Across all the records below, how many lines contain "locate"? Respond with only the number.

* [Material shown]

:::::

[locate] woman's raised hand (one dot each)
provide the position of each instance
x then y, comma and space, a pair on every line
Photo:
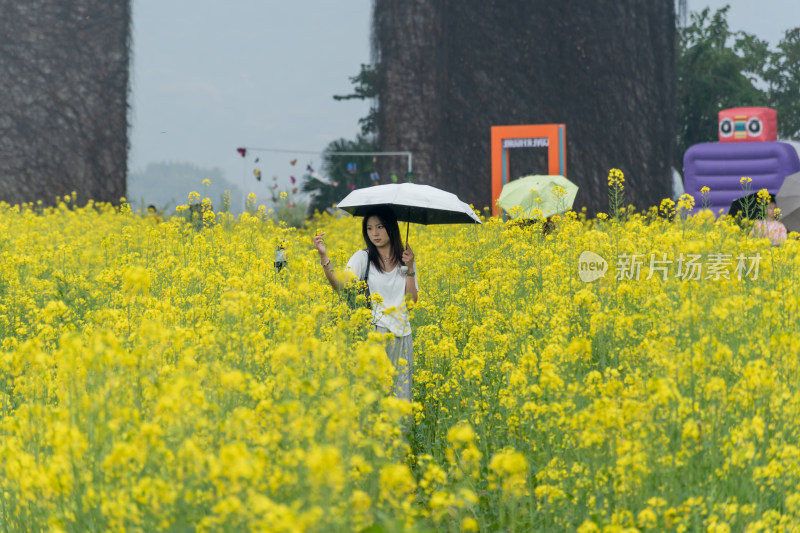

:::::

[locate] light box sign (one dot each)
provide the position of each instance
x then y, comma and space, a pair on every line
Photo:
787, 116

:::::

* [Solution to this task] 2